▶ [Set exercise]:
Quote the lines of the data below verbatim, beginning at the line that contains "point: french flag" and ending at the last line, both included, and excluding pictures.

▶ [Extracted information]:

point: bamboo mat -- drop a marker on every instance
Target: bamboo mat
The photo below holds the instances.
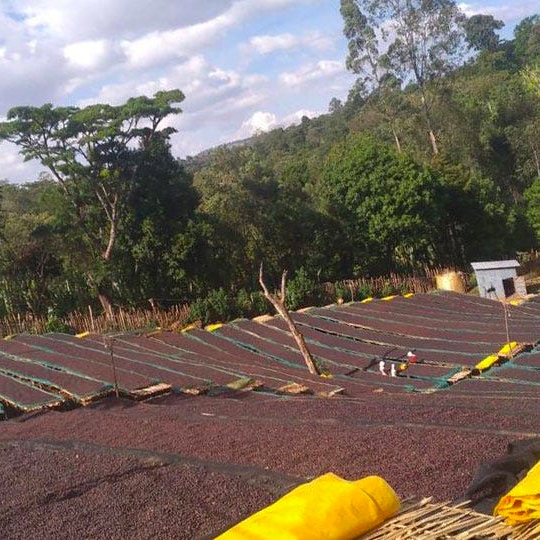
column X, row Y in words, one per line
column 425, row 520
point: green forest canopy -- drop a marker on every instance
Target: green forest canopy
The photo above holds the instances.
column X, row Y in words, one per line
column 431, row 160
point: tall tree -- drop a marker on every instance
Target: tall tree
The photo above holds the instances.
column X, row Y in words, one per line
column 480, row 32
column 94, row 154
column 422, row 40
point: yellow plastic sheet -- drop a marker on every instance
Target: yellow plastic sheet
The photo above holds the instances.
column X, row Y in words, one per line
column 328, row 508
column 522, row 503
column 487, row 362
column 213, row 327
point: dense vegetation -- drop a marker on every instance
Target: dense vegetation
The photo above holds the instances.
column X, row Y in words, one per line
column 430, row 161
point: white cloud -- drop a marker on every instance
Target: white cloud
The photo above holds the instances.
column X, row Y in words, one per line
column 312, row 72
column 87, row 55
column 265, row 44
column 511, row 11
column 259, row 121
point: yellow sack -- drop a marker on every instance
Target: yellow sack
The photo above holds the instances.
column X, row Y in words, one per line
column 522, row 502
column 328, row 508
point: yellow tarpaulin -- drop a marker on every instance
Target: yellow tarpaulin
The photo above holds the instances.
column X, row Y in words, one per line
column 328, row 508
column 213, row 327
column 487, row 362
column 522, row 503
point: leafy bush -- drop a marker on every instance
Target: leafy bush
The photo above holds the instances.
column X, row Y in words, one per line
column 302, row 291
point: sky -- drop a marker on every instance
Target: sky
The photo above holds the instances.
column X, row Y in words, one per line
column 245, row 66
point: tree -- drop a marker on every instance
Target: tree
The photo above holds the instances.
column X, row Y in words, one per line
column 386, row 205
column 480, row 32
column 527, row 40
column 94, row 154
column 423, row 42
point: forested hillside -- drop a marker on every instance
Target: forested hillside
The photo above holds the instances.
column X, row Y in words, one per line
column 433, row 159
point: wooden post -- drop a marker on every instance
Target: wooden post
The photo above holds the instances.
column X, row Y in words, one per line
column 110, row 346
column 92, row 324
column 279, row 305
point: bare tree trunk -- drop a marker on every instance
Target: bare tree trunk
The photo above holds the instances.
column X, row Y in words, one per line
column 279, row 305
column 427, row 115
column 536, row 160
column 106, row 305
column 396, row 138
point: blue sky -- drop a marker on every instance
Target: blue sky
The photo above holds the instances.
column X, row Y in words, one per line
column 244, row 65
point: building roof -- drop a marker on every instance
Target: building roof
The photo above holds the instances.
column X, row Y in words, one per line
column 493, row 265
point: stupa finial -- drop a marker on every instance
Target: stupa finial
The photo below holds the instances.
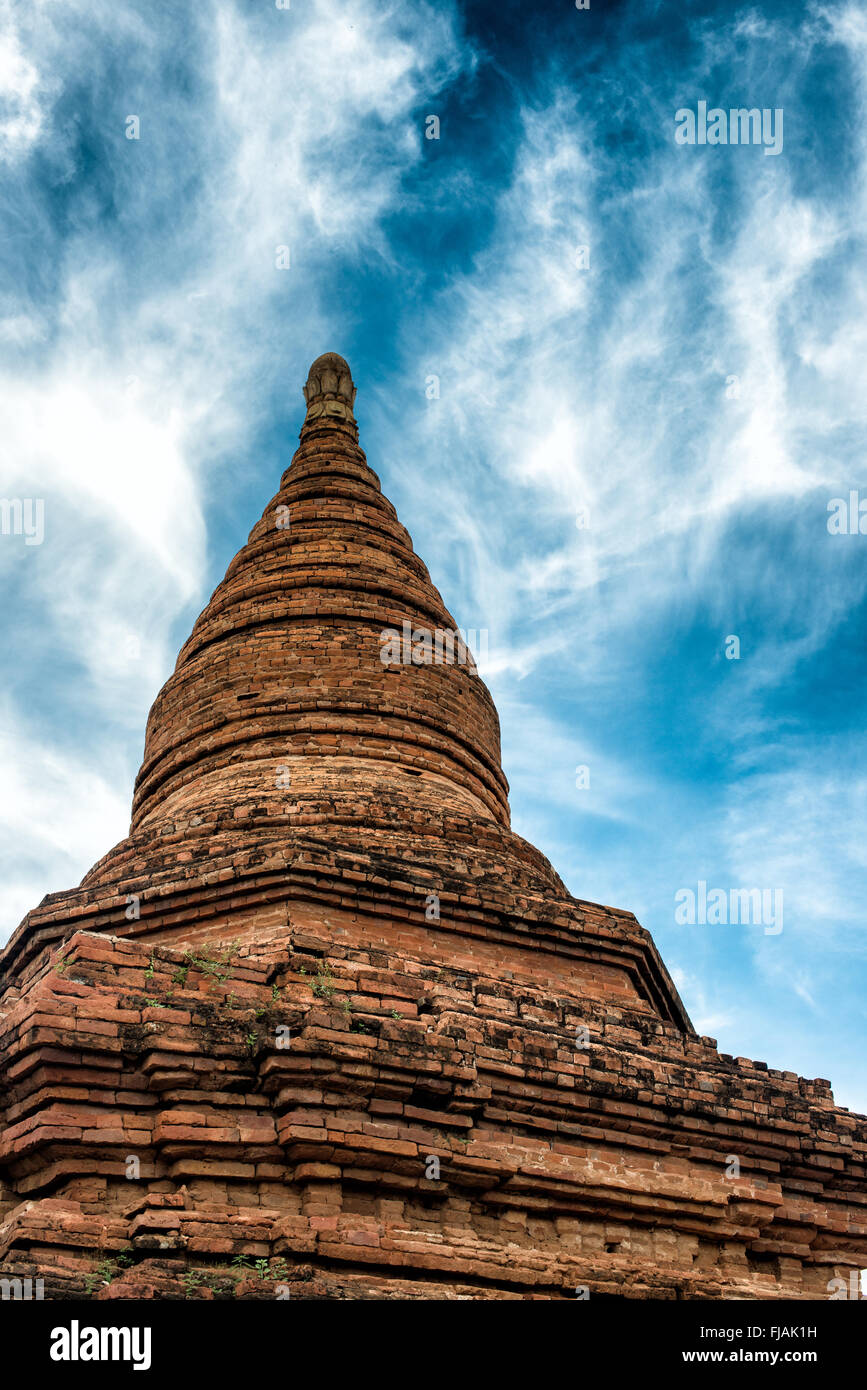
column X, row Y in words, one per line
column 329, row 391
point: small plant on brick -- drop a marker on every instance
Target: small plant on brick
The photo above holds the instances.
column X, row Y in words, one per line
column 192, row 1279
column 213, row 963
column 106, row 1271
column 324, row 986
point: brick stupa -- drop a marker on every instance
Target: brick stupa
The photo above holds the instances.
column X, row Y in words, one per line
column 324, row 1011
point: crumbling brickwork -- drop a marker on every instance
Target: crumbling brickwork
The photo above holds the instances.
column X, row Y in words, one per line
column 325, row 1027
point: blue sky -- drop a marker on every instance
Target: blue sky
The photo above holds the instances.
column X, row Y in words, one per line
column 692, row 384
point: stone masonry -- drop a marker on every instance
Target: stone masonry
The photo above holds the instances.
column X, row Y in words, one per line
column 323, row 1026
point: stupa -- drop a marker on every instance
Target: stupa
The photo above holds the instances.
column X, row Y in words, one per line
column 323, row 1026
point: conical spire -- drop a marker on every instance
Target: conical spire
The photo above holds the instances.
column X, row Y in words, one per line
column 307, row 676
column 331, row 392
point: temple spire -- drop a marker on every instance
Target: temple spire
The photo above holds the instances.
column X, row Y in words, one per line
column 329, row 392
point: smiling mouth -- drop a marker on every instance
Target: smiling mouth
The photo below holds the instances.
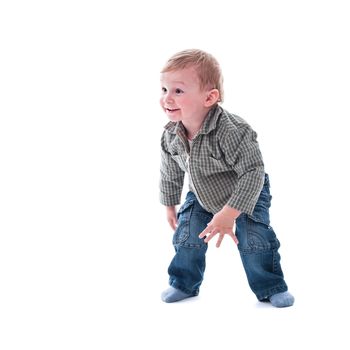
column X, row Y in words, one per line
column 172, row 109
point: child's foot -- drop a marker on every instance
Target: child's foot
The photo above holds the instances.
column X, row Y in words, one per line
column 172, row 294
column 282, row 299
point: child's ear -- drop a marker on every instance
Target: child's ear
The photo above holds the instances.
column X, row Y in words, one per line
column 212, row 97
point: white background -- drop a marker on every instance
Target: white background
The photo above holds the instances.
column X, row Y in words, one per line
column 84, row 242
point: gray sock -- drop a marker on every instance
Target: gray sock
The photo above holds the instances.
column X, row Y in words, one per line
column 282, row 299
column 172, row 294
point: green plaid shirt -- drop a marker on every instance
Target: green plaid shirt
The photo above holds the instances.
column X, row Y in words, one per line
column 224, row 163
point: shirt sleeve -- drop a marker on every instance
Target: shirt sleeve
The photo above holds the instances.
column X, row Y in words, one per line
column 171, row 178
column 243, row 154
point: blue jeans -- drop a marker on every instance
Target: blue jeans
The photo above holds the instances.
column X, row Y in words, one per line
column 258, row 247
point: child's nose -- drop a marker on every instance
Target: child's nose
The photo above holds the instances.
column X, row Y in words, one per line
column 168, row 98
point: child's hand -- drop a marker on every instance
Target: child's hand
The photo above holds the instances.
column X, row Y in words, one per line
column 222, row 223
column 171, row 217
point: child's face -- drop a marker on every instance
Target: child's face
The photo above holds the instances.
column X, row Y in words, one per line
column 182, row 98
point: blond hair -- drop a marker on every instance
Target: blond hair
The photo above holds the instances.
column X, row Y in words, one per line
column 207, row 68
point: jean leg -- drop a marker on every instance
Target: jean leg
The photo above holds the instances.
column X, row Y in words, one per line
column 186, row 269
column 258, row 247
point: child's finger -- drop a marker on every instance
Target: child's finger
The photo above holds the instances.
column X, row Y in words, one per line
column 205, row 232
column 221, row 237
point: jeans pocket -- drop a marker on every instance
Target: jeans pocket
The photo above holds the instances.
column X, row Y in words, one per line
column 182, row 231
column 260, row 235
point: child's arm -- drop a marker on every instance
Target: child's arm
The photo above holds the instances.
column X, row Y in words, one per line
column 171, row 217
column 222, row 223
column 171, row 178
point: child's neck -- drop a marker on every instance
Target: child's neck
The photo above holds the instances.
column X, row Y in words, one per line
column 193, row 126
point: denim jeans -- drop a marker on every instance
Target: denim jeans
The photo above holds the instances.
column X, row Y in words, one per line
column 258, row 247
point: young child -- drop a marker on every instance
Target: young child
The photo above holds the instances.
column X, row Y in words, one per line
column 228, row 185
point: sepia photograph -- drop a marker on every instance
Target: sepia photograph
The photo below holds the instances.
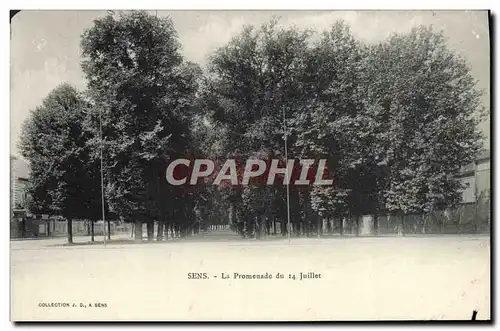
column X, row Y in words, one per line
column 250, row 165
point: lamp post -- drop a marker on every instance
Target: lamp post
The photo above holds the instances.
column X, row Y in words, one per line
column 285, row 137
column 102, row 180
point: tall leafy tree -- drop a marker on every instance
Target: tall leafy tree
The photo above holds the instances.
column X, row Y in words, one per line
column 422, row 97
column 143, row 92
column 63, row 180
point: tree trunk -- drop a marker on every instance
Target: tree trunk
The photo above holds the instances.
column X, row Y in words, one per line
column 151, row 230
column 138, row 231
column 92, row 231
column 401, row 230
column 70, row 231
column 358, row 218
column 375, row 224
column 424, row 223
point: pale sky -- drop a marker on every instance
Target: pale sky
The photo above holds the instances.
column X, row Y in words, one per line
column 45, row 45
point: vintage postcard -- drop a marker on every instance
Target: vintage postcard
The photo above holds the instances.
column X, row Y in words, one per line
column 250, row 165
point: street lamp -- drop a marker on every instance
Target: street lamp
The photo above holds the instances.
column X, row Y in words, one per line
column 102, row 179
column 285, row 137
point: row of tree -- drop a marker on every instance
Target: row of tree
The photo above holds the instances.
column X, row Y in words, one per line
column 396, row 121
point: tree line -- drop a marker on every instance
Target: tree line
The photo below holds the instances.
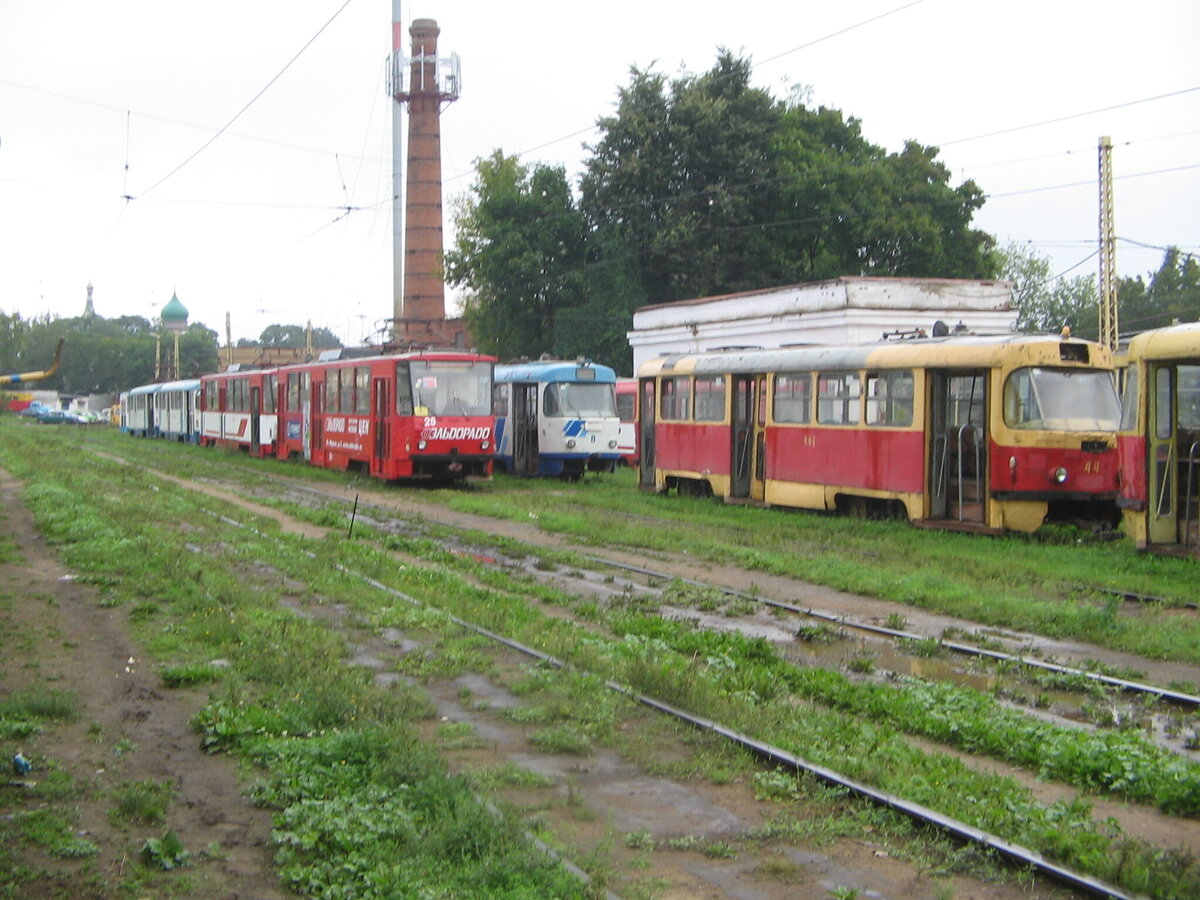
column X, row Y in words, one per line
column 706, row 185
column 111, row 355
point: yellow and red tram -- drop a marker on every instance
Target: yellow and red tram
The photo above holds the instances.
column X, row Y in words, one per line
column 975, row 432
column 1159, row 441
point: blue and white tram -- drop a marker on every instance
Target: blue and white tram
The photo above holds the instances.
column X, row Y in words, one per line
column 138, row 411
column 556, row 418
column 177, row 411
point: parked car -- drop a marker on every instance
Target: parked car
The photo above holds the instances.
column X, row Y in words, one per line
column 58, row 417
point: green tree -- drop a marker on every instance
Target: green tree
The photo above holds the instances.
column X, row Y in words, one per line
column 519, row 253
column 289, row 336
column 1173, row 293
column 1044, row 303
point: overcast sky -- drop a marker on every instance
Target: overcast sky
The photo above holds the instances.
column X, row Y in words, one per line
column 106, row 100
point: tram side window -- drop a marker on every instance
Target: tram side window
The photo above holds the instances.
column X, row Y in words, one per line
column 1189, row 397
column 709, row 399
column 793, row 399
column 499, row 400
column 361, row 390
column 838, row 394
column 347, row 393
column 889, row 397
column 403, row 390
column 624, row 407
column 676, row 399
column 329, row 391
column 1129, row 400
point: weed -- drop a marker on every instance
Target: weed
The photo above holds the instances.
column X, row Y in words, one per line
column 862, row 663
column 775, row 785
column 562, row 739
column 817, row 633
column 166, row 852
column 41, row 703
column 190, row 675
column 142, row 802
column 640, row 840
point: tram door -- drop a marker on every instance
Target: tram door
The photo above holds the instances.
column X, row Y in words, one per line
column 646, row 433
column 317, row 436
column 958, row 445
column 742, row 462
column 757, row 481
column 749, row 418
column 256, row 405
column 379, row 426
column 523, row 429
column 1174, row 447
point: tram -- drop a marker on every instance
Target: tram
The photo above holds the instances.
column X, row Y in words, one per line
column 627, row 411
column 556, row 418
column 238, row 411
column 414, row 415
column 1159, row 441
column 177, row 411
column 985, row 433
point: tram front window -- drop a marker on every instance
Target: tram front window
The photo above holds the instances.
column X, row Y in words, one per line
column 1061, row 400
column 451, row 388
column 580, row 401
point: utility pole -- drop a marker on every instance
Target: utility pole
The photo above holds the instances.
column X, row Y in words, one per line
column 1109, row 333
column 397, row 167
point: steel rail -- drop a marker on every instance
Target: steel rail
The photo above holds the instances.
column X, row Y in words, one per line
column 897, row 634
column 919, row 813
column 1168, row 694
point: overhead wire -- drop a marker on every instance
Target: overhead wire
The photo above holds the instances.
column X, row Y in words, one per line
column 249, row 105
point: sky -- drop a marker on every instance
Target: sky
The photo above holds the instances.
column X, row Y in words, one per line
column 238, row 153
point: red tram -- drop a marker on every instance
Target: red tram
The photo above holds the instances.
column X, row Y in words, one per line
column 627, row 411
column 238, row 411
column 971, row 432
column 414, row 415
column 1159, row 441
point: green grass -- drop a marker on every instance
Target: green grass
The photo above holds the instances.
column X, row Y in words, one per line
column 329, row 744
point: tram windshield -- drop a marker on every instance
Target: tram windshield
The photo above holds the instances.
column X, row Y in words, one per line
column 579, row 400
column 1061, row 400
column 451, row 388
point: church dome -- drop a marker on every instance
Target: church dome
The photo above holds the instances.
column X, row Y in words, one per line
column 174, row 313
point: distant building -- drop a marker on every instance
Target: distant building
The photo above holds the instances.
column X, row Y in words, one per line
column 851, row 310
column 265, row 357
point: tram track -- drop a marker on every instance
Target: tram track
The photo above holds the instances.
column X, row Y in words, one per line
column 775, row 755
column 1152, row 691
column 781, row 757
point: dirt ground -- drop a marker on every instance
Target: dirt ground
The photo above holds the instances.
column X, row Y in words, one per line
column 135, row 730
column 131, row 730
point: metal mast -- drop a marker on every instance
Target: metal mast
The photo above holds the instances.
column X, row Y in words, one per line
column 1109, row 334
column 425, row 83
column 397, row 168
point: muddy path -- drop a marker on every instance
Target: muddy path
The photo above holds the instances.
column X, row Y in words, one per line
column 592, row 802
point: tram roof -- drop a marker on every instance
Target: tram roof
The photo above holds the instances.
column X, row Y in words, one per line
column 957, row 351
column 1171, row 342
column 553, row 371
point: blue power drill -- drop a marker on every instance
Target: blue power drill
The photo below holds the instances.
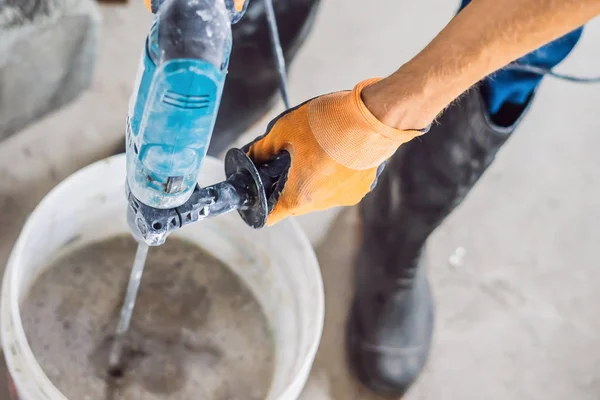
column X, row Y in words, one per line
column 171, row 117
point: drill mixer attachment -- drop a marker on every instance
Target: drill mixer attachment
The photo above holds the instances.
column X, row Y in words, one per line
column 248, row 189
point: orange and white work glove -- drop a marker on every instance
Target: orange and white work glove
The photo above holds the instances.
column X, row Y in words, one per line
column 337, row 150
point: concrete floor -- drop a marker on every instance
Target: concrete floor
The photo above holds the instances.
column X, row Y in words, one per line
column 517, row 315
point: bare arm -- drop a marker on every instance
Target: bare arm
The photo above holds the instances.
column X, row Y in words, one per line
column 482, row 38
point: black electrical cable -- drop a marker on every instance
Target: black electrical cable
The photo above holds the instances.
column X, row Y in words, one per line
column 547, row 71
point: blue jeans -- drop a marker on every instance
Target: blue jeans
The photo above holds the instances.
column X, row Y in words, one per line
column 515, row 87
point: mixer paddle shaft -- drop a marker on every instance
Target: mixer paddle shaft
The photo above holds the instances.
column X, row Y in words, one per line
column 133, row 286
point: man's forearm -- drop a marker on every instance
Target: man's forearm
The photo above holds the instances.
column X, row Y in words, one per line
column 482, row 38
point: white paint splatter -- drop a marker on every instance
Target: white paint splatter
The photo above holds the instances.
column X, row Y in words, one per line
column 457, row 258
column 206, row 15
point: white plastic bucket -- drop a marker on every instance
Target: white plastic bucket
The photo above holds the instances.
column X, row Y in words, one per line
column 277, row 263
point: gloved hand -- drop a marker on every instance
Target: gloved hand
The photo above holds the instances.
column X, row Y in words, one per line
column 337, row 150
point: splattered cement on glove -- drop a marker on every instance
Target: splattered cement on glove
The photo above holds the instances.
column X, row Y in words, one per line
column 197, row 332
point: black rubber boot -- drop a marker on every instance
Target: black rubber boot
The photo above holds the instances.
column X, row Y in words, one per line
column 252, row 83
column 391, row 322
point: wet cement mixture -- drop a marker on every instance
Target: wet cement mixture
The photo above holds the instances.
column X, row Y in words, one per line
column 196, row 333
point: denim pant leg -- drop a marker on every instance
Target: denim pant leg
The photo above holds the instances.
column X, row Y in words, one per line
column 515, row 87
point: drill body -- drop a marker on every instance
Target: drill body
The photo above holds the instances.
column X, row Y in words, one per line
column 176, row 98
column 172, row 113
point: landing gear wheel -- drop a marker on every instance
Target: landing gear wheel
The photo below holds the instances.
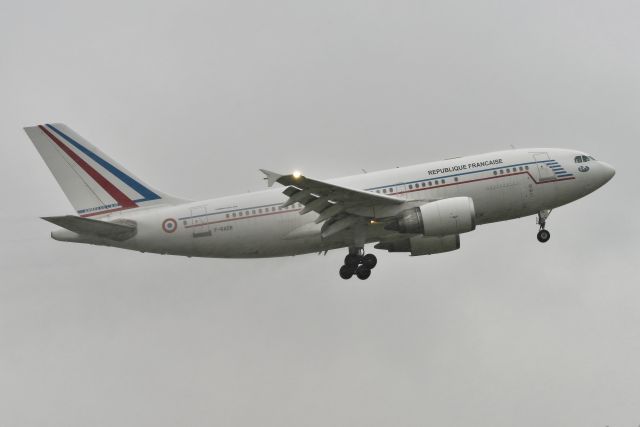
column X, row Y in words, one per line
column 347, row 272
column 369, row 261
column 543, row 236
column 363, row 272
column 352, row 260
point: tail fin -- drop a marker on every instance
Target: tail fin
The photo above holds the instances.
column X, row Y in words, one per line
column 93, row 182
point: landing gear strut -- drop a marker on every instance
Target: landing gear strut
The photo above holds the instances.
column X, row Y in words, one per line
column 356, row 262
column 543, row 234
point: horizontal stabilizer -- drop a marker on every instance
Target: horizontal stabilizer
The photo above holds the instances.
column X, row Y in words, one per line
column 118, row 230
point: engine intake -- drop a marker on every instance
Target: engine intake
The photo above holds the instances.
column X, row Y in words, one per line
column 440, row 218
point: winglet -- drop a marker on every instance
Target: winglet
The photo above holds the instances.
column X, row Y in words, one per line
column 271, row 177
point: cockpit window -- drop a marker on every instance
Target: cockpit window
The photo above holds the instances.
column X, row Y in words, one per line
column 583, row 159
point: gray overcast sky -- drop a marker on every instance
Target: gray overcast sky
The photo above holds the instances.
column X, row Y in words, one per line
column 194, row 97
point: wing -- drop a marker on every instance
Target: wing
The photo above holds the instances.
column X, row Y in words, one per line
column 339, row 206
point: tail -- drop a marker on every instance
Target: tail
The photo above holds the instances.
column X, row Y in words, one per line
column 93, row 182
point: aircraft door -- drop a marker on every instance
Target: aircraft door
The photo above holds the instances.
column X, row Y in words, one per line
column 542, row 171
column 199, row 222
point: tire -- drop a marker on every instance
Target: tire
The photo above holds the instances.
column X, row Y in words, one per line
column 352, row 260
column 369, row 261
column 543, row 236
column 346, row 272
column 363, row 272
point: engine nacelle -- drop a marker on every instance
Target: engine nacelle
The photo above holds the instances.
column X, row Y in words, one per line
column 420, row 245
column 440, row 218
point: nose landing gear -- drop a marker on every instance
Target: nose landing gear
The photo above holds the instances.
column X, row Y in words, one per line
column 359, row 264
column 543, row 234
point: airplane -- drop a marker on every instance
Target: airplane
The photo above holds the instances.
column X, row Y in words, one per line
column 419, row 210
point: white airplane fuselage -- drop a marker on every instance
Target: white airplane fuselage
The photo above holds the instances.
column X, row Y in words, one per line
column 503, row 185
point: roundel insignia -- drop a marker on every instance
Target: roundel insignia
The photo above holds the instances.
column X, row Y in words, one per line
column 169, row 225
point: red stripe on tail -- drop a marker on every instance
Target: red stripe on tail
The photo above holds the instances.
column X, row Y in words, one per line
column 113, row 191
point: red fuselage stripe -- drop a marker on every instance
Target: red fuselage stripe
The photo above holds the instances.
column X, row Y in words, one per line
column 112, row 190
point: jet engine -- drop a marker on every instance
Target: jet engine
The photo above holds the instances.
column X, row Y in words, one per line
column 440, row 218
column 421, row 245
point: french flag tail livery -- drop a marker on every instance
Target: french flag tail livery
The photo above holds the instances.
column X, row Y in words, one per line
column 94, row 183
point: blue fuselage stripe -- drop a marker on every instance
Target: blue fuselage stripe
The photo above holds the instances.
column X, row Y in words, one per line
column 141, row 189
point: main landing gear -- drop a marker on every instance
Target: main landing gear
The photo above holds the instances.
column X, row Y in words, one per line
column 543, row 234
column 359, row 264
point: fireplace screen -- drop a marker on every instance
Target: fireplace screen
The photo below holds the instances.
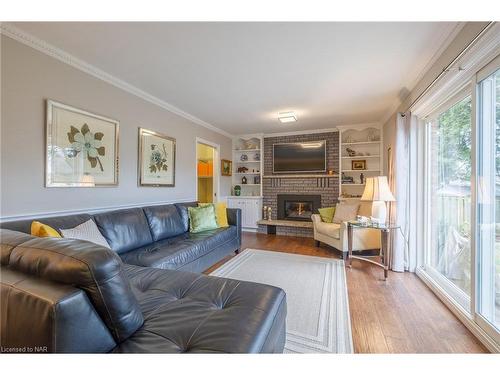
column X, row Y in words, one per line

▶ [Exercise output]:
point: french flag tail livery -- drop a marker on every instance
Target: french flag tail livery
The photo above holds the instances.
column X, row Y in words, one per line
column 94, row 183
point: blue fuselage stripe -- drop a marker on every instance
Target: blue fuselage stripe
The photo above holds the instances.
column X, row Y in words, one per line
column 141, row 189
point: main landing gear -- drop a marker on every instance
Target: main landing gear
The photo above holds the instances.
column X, row Y in words, one per line
column 543, row 234
column 359, row 264
point: fireplace screen -- drop a marker on every instance
Target: fireplace screen
The photo below holds the instances.
column X, row Y in words, one per line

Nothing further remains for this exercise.